▶ DATA EXCERPTS:

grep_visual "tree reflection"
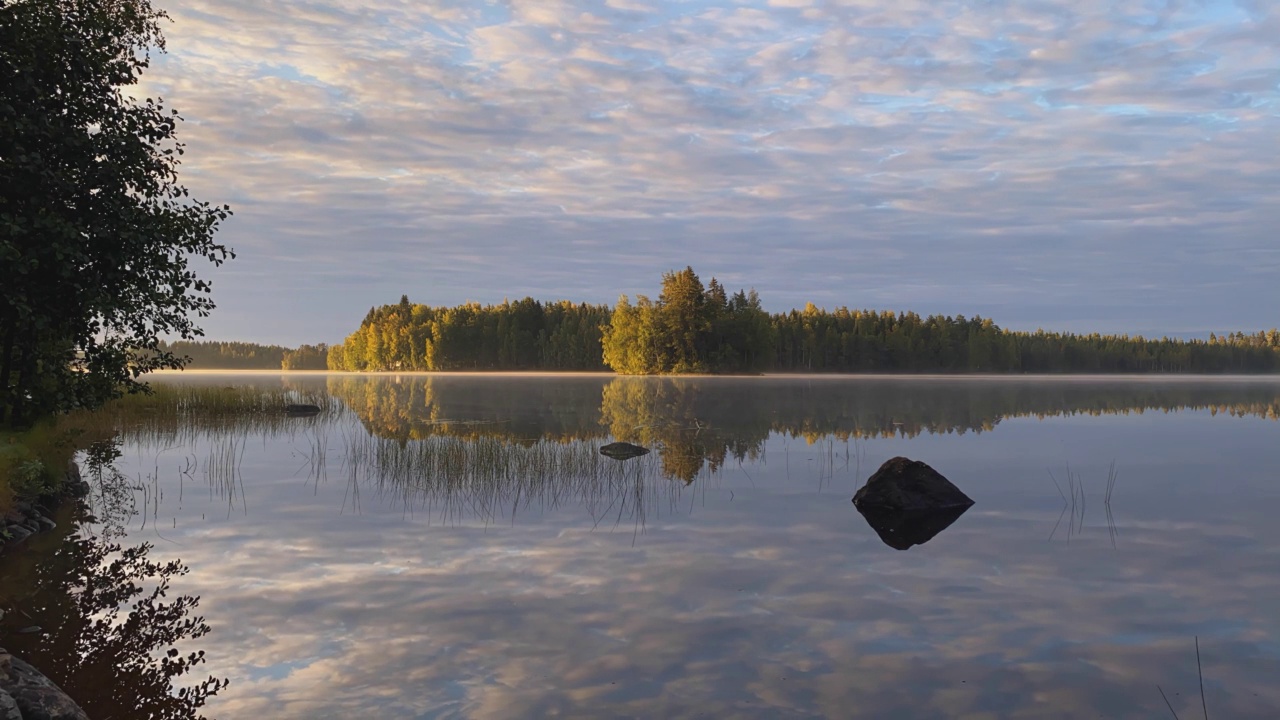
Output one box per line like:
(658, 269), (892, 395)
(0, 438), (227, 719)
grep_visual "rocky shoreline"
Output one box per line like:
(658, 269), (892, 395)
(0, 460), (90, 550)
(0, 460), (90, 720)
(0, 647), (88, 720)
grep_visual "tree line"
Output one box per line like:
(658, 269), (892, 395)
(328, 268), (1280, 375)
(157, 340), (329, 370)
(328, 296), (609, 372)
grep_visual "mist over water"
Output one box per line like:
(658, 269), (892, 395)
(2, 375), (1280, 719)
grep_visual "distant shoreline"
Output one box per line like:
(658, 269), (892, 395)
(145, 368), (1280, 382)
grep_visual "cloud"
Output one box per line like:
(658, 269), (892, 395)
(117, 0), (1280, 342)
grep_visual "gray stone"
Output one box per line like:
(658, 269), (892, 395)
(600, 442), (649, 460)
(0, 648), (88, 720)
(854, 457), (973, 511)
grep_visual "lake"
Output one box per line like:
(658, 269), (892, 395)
...
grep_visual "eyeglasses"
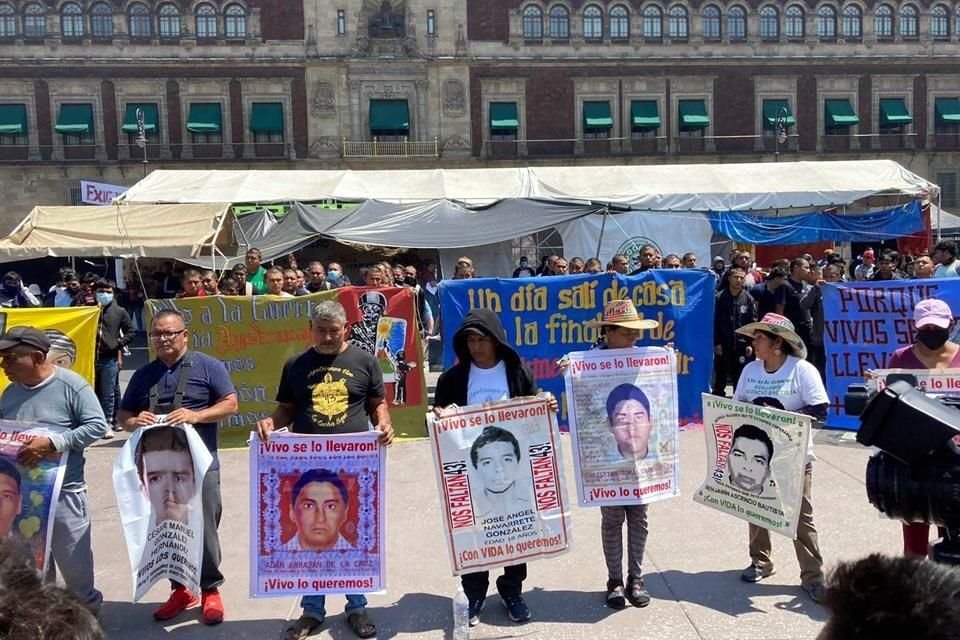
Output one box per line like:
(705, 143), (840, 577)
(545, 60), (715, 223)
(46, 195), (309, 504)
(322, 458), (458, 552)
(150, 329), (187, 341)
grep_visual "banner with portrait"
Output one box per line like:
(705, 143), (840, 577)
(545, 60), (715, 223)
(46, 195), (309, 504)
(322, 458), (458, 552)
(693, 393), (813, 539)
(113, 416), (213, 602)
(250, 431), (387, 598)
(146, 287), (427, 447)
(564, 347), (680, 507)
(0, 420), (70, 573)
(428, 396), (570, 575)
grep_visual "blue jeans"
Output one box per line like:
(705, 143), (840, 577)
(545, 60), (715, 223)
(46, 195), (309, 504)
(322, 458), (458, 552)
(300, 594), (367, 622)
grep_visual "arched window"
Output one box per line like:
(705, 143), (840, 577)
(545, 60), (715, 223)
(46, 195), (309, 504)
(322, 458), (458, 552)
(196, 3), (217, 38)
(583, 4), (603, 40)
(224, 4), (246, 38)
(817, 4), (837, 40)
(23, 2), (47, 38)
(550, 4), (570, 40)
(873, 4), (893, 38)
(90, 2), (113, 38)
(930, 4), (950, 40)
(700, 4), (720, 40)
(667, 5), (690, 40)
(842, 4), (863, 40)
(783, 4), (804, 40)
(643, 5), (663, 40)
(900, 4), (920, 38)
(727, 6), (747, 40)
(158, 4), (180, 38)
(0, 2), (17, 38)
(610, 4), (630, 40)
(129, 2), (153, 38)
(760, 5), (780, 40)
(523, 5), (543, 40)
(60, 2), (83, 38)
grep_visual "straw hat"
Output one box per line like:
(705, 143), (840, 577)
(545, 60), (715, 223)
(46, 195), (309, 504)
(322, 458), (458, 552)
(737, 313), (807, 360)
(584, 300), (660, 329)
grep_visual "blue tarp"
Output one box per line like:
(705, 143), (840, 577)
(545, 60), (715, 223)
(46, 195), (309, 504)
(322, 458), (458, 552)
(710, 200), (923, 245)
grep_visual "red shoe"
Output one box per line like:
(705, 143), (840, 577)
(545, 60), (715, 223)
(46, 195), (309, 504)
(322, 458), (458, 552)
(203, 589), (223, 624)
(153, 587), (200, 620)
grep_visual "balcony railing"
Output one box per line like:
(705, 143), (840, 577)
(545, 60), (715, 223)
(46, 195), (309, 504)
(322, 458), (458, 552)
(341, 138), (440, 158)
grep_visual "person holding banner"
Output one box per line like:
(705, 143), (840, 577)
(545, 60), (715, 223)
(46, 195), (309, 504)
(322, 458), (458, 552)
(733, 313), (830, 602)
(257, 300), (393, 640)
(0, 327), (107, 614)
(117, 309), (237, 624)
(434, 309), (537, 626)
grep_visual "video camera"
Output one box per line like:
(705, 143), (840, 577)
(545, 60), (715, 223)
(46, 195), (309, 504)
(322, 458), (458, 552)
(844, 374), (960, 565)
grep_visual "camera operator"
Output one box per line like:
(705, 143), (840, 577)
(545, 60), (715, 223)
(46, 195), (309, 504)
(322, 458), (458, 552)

▶ DESCRIPTION OF THE TASK: Count the lines of the records above that contain the string "blue", matching case exactly, and reply with the number alone.

▶ COMPLETE OUTPUT: 2